Your task is to reproduce the entries below word for word.

[Excerpts of location labeling data]
-=-=-=-=-

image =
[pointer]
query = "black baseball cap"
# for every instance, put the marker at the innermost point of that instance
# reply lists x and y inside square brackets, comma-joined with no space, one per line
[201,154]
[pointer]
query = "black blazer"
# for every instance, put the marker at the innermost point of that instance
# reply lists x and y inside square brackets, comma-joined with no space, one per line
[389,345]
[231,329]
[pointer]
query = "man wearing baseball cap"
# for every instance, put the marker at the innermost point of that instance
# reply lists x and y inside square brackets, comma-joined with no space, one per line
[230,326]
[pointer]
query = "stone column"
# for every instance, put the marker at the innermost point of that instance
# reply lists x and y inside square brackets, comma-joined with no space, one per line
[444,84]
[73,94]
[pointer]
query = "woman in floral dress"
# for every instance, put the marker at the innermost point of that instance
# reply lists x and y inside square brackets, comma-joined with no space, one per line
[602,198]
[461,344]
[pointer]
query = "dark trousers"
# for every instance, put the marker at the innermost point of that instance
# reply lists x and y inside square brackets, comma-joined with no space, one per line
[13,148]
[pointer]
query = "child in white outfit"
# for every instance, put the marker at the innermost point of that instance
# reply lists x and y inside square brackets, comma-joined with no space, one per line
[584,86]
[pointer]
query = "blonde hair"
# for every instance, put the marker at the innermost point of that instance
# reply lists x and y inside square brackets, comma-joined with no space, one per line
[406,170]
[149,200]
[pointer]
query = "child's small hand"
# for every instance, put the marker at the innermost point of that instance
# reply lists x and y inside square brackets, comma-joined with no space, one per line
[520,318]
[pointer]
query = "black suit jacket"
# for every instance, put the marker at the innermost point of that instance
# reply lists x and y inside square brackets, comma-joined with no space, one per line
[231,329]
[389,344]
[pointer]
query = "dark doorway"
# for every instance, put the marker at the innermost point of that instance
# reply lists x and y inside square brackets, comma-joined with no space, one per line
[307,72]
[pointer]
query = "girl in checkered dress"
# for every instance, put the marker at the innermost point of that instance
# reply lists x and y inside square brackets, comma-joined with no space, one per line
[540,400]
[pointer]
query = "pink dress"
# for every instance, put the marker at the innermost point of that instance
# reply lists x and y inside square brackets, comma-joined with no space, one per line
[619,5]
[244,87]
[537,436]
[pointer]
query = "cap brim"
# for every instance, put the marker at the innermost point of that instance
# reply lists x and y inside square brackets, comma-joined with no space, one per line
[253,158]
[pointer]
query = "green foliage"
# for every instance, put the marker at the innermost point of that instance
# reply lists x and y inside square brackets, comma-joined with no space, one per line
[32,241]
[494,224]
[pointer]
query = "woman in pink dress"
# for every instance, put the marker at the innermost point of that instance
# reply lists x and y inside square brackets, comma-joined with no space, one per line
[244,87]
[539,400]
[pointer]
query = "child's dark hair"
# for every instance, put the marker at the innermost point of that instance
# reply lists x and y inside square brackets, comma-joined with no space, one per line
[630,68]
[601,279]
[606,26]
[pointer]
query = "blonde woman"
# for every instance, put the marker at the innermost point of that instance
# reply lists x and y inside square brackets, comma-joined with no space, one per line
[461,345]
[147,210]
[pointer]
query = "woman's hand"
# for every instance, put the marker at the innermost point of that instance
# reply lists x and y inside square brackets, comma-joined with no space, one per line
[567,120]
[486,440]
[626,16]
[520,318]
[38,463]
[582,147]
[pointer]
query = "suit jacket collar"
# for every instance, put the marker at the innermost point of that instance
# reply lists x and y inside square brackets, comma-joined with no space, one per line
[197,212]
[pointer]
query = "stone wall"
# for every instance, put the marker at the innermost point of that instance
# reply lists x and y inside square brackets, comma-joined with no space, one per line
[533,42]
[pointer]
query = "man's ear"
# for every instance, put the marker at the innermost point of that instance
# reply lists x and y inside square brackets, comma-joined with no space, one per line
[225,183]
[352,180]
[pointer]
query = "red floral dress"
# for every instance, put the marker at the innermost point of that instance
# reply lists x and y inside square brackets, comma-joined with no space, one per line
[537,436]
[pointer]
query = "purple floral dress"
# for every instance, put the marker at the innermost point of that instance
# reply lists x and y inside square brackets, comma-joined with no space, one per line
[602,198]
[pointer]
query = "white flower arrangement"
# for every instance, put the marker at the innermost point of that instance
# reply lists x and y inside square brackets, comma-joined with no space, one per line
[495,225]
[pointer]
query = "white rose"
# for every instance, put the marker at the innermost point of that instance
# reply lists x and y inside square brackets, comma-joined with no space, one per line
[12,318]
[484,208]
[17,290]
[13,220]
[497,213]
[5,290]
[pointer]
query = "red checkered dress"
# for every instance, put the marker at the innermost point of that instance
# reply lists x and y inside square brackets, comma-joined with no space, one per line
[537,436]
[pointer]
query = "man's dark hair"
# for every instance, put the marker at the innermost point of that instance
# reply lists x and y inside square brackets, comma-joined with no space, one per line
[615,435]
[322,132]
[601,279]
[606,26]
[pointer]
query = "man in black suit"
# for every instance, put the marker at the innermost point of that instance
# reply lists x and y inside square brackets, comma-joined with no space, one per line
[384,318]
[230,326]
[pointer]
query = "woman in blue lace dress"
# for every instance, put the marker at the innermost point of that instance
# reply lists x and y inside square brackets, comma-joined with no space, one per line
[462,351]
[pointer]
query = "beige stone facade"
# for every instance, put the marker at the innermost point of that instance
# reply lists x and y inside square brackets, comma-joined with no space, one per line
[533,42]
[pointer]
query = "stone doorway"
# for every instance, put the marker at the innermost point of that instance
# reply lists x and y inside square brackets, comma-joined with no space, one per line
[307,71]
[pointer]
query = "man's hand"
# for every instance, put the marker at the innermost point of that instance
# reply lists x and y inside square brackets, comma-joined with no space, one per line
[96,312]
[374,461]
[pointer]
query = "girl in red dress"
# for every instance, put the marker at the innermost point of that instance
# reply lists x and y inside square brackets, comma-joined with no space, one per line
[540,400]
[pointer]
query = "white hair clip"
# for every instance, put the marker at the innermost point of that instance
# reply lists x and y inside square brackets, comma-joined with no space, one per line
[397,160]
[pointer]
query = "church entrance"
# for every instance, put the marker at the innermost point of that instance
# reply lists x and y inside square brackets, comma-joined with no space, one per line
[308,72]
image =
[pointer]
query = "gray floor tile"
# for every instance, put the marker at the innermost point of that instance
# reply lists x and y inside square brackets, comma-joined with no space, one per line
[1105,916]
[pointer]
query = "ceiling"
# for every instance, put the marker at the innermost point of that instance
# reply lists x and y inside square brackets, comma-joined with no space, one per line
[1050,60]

-=-=-=-=-

Exercise answer:
image =
[pointer]
query = "black baseball cap"
# for every instance, put the marker at the innermost point of that instance
# reply lists x and y inside square brackets, comma-joined with no space, one per line
[201,154]
[pointer]
query = "black blazer"
# for every instance, put the marker at the innermost point of that instance
# reply lists x and y inside square brackets, comma-joined with no space, one per line
[389,345]
[231,329]
[pointer]
query = "man wearing baseball cap"
# for every instance, put the marker at the innermost point of that instance
# reply lists x and y inside square brackets, comma-joined with no space, one per line
[230,326]
[pointer]
query = "stone column"
# for every instance, put the marker at the innermost point of that instance
# reply lists x and y inside square brackets, comma-joined with no space, one per line
[444,84]
[73,94]
[pointer]
query = "woman in floral dress"
# for every instance, put the marker at the innermost point of that instance
# reply lists x and y inside square brackets, comma-joined with no space, one per line
[602,198]
[461,344]
[pointer]
query = "dark trousers"
# for every instance, put the marker at the innermost point of that instance
# reply lists x and y inside square brackets, comma-joined with no space, one per line
[13,148]
[pointer]
query = "child in white outfit"
# for every instance, put the marker at the innermost point of that instance
# reply lists x and y inside square brackets, comma-joined with no space, one per line
[584,86]
[pointer]
query = "blonde hair"
# for every instance, put the marker at the innermost point of that instance
# reply lists x and y inside square brackets, comma-joined with no space, one per line
[406,170]
[149,200]
[pointer]
query = "child's small hand"
# for every instance, put the marker at the innermost point of that instance
# reply lists x and y inside square brackets, comma-joined with no space, one per line
[520,318]
[pointer]
query = "black suit jacket"
# for every instance, put the marker at the innermost point of that instance
# reply lists x and y inside square brackets, comma-joined with no space, one per line
[231,329]
[389,344]
[pointer]
query = "dark doorway"
# for every instance, put the marker at the innermost point of that instance
# reply lists x and y inside square brackets, comma-joined with no space, one per line
[307,72]
[pointer]
query = "girl in checkered dress"
# for every instance, put the marker at the innermost point of that instance
# reply lists x and y inside square brackets, comma-joined with no space, one per line
[540,400]
[pointer]
query = "pink dress"
# for every instance, put the marker at the innermost point of that instance
# reply lists x and y inside square brackets, comma-joined with no space, one per line
[619,5]
[244,87]
[537,436]
[pointer]
query = "cap brim"
# for every instance, put the marker at the innermost point of that instance
# reply lists x and y inside square brackets, comma-joined with no space, one per line
[253,158]
[pointer]
query = "green foliage"
# for every instance, put the marker at the innermost point of that instance
# reply lists x and y inside square brackets, comma-joined with no space, one per line
[32,241]
[494,224]
[pointer]
query = "woman in pink dress"
# for every instance, put the marker at the innermost point of that instance
# reply lists x and y inside square brackets, comma-joined with no space, one per line
[244,87]
[539,400]
[pointer]
query = "child's dark hair"
# for every instance, put the marker at the innermost point of that instance
# reply lists x and y inside square brackets, comma-joined with no space, one per line
[630,68]
[601,279]
[606,26]
[pointer]
query = "blonde woman"
# for every instance, put the marker at the innermost point of that instance
# reply lists x and y inside square brackets, comma-joined with no space, one per line
[461,345]
[147,210]
[pointer]
query = "woman's hand"
# for every instance, put the marker at the innermost point of that instance
# reply lists x and y inside square brackets, comma-joined with no space, one per line
[567,120]
[486,440]
[626,16]
[520,318]
[38,463]
[582,147]
[pointer]
query = "suit jacket collar"
# for every instance, put the marker at the innermost point of that instance
# reply lists x and y inside square brackets, comma-joined with no space, one per line
[197,212]
[pointer]
query = "stone wall"
# for every instance, put the marker at the innermost point of that instance
# reply lists x and y inside square brackets, comma-joined with no space, one per line
[533,42]
[pointer]
query = "man's ear"
# for every instance, put the marker at the innermost point of that instance
# reply lists x and y inside square brackets, comma-joined with no space, one per line
[225,183]
[352,180]
[pointer]
query = "red floral dress"
# for every instance, put the marker at the innermost point of that instance
# reply lists x and y inside square brackets, comma-joined with no space, one per line
[537,436]
[pointer]
query = "purple floral dress"
# for every instance, put the marker at the innermost point of that instance
# reply lists x and y inside square brackets, comma-joined with no space, one per line
[602,198]
[pointer]
query = "white flower arrangement"
# for every instance, put the marker at the innermost point of that instance
# reply lists x and y inside square brackets, comma-joined with no space, one per line
[495,225]
[pointer]
query = "white rose"
# for every instance, put the marker at the innermost point of that instance
# reply lists x and y inside square brackets, comma-joined with no space, one per line
[12,318]
[484,208]
[17,290]
[13,220]
[497,213]
[5,290]
[pointer]
query = "red checkered dress"
# for every instance, put the marker at the innermost point of that instance
# reply lists x and y inside square brackets, comma-joined with no space, one per line
[537,436]
[pointer]
query = "man's dark hair"
# for every instance, put the marker at the innermost point of that instance
# reply lists x and y inside square brackets, comma-joined with no space, one per line
[615,435]
[322,132]
[601,279]
[606,26]
[pointer]
query = "man in black suit"
# for every instance, put the marker at the innermost point of that instance
# reply lists x and y inside square brackets, comma-joined with no space, one per line
[384,318]
[230,326]
[pointer]
query = "woman in blue lace dress"
# for every instance, put the marker at the innermost point of that instance
# reply lists x and y inside square brackets, comma-joined with no space, one per line
[462,351]
[pointer]
query = "beige stone facade"
# for every instance, put the marker at the innermost point of that instance
# reply lists x and y inside square brackets, comma-joined with no space, one per line
[533,42]
[pointer]
query = "stone doorway"
# for every instance, put the marker at the innermost point of that instance
# reply lists x and y inside square brackets, comma-joined with no space, one per line
[307,71]
[pointer]
query = "man's hand"
# for every instance, put the marker at the innermost point of that instance
# reply lists x and y inside square brackets, comma-joined with no space, one per line
[96,312]
[374,461]
[pointer]
query = "girl in red dress"
# for every instance, put the marker at the innermost point of that instance
# reply lists x and y inside square brackets, comma-joined with no space, one per line
[540,400]
[pointer]
query = "white hair clip"
# for every instance, put the marker at the innermost point of that instance
# reply lists x and y inside square brackets, comma-joined with no space, one per line
[397,160]
[pointer]
query = "church entrance"
# for every instance, put the marker at the innermost point of that instance
# reply lists x and y inside square brackets, comma-joined with no space, one per line
[308,72]
image =
[pointer]
query = "gray floor tile"
# for every instance, put the marker at the innermost point of that instance
# reply lists x and y inside square brackets, comma-joined with no space, one per line
[1105,916]
[pointer]
query = "ceiling"
# for every instance, put the marker at the innermost point of that instance
# reply lists x and y inside square brackets, comma-joined with no space, one per line
[1050,60]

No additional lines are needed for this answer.